**Source records**
§ §
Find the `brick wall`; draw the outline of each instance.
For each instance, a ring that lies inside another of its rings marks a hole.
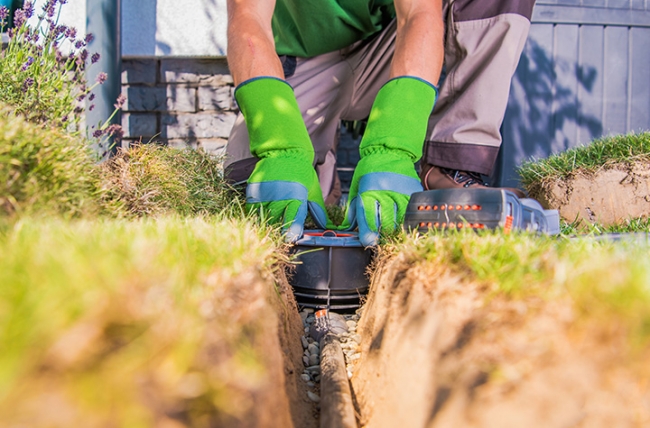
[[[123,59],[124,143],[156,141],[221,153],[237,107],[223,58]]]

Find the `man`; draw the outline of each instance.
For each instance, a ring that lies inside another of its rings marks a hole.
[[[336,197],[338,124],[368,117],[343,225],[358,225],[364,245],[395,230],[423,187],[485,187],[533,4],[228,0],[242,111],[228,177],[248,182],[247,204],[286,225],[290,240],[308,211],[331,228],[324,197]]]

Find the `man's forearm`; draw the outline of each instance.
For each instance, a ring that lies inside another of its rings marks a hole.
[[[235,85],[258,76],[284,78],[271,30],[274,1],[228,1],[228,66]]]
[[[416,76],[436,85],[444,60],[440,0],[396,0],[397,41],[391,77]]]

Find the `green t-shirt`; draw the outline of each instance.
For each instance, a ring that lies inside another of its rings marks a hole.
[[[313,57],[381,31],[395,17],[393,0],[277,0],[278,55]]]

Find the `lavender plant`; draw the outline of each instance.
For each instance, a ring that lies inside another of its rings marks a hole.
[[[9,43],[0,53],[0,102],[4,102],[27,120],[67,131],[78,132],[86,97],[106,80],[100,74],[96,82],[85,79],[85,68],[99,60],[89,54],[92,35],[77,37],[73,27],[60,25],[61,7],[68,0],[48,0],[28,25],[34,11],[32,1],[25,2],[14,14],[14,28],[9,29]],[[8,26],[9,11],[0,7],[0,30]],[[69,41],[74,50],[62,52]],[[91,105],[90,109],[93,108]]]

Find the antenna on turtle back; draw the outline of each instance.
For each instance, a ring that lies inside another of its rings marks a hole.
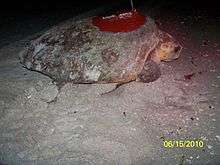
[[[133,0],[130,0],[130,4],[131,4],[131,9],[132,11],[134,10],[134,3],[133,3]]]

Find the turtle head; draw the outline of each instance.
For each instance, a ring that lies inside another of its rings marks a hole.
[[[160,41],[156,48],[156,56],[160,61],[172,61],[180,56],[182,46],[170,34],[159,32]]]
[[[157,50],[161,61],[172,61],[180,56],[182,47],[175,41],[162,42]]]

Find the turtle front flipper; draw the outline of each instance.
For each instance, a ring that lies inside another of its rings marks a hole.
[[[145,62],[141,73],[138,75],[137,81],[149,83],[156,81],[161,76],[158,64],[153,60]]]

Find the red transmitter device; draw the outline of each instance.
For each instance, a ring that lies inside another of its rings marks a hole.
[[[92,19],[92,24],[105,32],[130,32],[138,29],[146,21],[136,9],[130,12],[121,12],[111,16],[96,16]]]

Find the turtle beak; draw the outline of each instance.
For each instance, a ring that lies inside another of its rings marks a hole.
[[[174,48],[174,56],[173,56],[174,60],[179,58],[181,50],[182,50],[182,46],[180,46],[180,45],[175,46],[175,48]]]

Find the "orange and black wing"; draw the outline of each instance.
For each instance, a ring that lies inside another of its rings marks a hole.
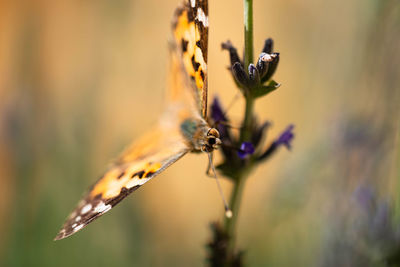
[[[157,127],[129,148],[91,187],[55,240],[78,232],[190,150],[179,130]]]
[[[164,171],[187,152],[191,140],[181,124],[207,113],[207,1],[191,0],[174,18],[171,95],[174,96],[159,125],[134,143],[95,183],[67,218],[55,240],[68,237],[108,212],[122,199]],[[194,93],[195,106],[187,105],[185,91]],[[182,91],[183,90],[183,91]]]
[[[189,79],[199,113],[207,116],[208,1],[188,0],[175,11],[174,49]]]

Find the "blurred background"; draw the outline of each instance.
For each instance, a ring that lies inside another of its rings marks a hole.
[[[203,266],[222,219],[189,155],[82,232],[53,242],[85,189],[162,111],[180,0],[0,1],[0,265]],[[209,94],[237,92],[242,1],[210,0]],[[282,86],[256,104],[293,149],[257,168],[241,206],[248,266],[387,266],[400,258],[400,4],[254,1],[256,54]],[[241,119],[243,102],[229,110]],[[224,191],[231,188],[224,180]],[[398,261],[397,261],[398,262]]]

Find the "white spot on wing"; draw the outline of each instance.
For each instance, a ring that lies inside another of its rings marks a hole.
§ §
**WORK TO COMPLETE**
Find the lines above with the word "turtle". Copy them out.

**RESULT OF THE TASK**
Find the antenna on turtle back; draw the outline of each instance.
Find the turtle head; draw the outline of each instance.
Find the turtle front flipper; draw the outline of each instance.
Find the turtle beak; draw the outline of each instance.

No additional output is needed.